##### 引用文 #####

「広島のお好み焼きを食べたことある人って、実はけっこう少なくない?」
ってな疑問があるんですけど、どうでしょう?
「進学・就職で東京(および地方大都市)に出るまで食べたことがなかった」という声、よく聞くんです。私(東北出身)も同様で、大人になるまで食べる機会ってありませんでした。
SNSなどで調査してみたところ、「人生で1~2度しか食べたことがない」という人、割と多いんです。
そしてその数回の経験で「まあ、こんなものかー」と思い、再トライしない人も少なくないよう……。
ああ、もったいない!
実にもったいないっ!
食いしん坊のあなたなら、ぜひ知ってほしい。
そして今回ご紹介するお店は、日本酒を愛するあなたにも、知ってほしい!!
「日本酒をやり、つまみを楽しみ、シメに広島のお好み焼きを楽しむ」
そんなお店が、東京・五反田にあるのです。
山手線に乗って行ける「小さな広島」
お店はJR山手線・五反田駅東口を出て徒歩2分ちょっと。
「ほじゃひ ~本格お好み焼きと広島地酒の店~」はこの集合ビルの8階にありますよ。
8階は「ほじゃひ」さんのみ、ドアを開けると大きな鉄板が目に飛び込んできます。
そしてそれを囲むイスにもご注目!
アップにすると……
なんと、広島市民球場で使われていたもの!
「いつかお店を開くときのために」購入されていたのだとか。
席に着くだけでもう広島愛がジンジンと低周波のように伝わってきます。
さっそくご主人に登場願いましょう!
広島生まれ広島育ちのご主人、疋田多賀志(ひきだたかし)さん。
まずはお店を始めようと思われたきっかけから、教えてください!
昔からお好み焼きは好きで、部活の帰りによく食べていました。鉄板でお好み焼きをつくりあげるその技術が凄いなあ……と憧れたり。大学進学で東京に来たんですが、当時は自分の好みの味に出合えませんでした。だったらもう自分でやってみようと思って、ホットプレートを買ってつくり始めたんですよ。でもそれだとやっぱり限界がある。「鉄板で焼いてみたい!」という気持ちが強くなって、卒業してから地元のお店で3年ほど働いたんです。
修業を終えて疋田さんは再び上京、2014年10月にこのお店をオープン。
鉄板の上で繰り広げられる美味しくて優しい野菜料理の数々
こちらのお店、重要なポイントは「野菜メインのおつまみ×日本酒」、これです!
まずはともかく、疋田さんのおつまみの数々をご覧ください。

##### 行一覧 #####

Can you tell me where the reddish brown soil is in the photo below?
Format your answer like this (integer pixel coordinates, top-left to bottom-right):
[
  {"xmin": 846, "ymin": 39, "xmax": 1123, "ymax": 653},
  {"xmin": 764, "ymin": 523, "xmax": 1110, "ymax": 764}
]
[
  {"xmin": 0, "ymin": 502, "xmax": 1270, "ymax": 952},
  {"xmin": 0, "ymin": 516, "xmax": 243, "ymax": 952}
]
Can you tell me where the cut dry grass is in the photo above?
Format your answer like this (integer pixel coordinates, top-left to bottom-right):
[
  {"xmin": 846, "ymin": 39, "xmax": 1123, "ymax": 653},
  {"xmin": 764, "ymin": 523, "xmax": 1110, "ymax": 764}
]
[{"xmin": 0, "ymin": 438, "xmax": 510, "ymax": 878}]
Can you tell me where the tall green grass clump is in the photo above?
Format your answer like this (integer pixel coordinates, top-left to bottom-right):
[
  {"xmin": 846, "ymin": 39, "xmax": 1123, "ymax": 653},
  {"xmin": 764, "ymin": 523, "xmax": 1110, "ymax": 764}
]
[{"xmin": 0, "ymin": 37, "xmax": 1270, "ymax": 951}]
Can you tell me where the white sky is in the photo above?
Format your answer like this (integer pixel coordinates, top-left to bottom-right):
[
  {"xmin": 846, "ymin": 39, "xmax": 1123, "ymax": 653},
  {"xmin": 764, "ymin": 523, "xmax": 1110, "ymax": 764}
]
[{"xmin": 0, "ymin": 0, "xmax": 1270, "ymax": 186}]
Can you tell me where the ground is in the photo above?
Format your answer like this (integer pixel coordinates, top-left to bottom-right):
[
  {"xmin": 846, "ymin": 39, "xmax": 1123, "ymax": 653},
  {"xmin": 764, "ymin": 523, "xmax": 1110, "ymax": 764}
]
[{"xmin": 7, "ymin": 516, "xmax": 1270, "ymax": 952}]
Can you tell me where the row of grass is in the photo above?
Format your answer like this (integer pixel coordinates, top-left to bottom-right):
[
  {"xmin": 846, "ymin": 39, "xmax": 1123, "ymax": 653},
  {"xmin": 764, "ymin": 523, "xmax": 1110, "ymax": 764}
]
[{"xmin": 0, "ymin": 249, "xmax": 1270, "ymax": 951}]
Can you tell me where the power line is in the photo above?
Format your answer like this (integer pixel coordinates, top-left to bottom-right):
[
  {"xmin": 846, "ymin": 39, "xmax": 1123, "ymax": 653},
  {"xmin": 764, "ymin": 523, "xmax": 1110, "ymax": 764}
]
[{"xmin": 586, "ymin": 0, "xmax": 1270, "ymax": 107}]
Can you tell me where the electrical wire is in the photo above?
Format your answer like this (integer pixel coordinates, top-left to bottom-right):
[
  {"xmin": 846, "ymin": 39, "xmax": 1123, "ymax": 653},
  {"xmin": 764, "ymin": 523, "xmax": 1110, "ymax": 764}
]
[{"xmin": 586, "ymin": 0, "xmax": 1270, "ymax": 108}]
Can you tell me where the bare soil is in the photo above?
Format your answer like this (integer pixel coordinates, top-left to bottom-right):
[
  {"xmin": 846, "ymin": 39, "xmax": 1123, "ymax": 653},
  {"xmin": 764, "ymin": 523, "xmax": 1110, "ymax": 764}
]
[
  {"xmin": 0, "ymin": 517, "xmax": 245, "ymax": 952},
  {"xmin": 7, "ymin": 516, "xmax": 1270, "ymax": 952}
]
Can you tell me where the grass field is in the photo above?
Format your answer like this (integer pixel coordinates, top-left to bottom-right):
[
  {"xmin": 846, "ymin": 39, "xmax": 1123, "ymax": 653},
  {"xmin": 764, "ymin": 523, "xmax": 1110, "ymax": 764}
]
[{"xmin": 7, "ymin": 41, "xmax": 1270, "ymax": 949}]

#####

### 練習問題
**A)** 引用文にある「修業を終えて疋田さんは再び上京、2014年10月にこのお店をオープン。」という一文を英語に訳しなさい。
**B)** 引用文のうち、「さっそくご主人に登場願いましょう!」から「修業を終えて疋田さんは再び上京、2014年10月にこのお店をオープン。」までの部分を一字一句そのまま書き写しなさい。

### 設問別の解答
**A)** After finishing the training, Hikida came to Tokyo again and opened this restaurant in October 2014.

**B)**
さっそくご主人に登場願いましょう!
広島生まれ広島育ちのご主人、疋田多賀志(ひきだたかし)さん。
まずはお店を始めようと思われたきっかけから、教えてください!
昔からお好み焼きは好きで、部活の帰りによく食べていました。鉄板でお好み焼きをつくりあげるその技術が凄いなあ……と憧れたり。大学進学で東京に来たんですが、当時は自分の好みの味に出合えませんでした。だったらもう自分でやってみようと思って、ホットプレートを買ってつくり始めたんですよ。でもそれだとやっぱり限界がある。「鉄板で焼いてみたい!」という気持ちが強くなって、卒業してから地元のお店で3年ほど働いたんです。
修業を終えて疋田さんは再び上京、2014年10月にこのお店をオープン。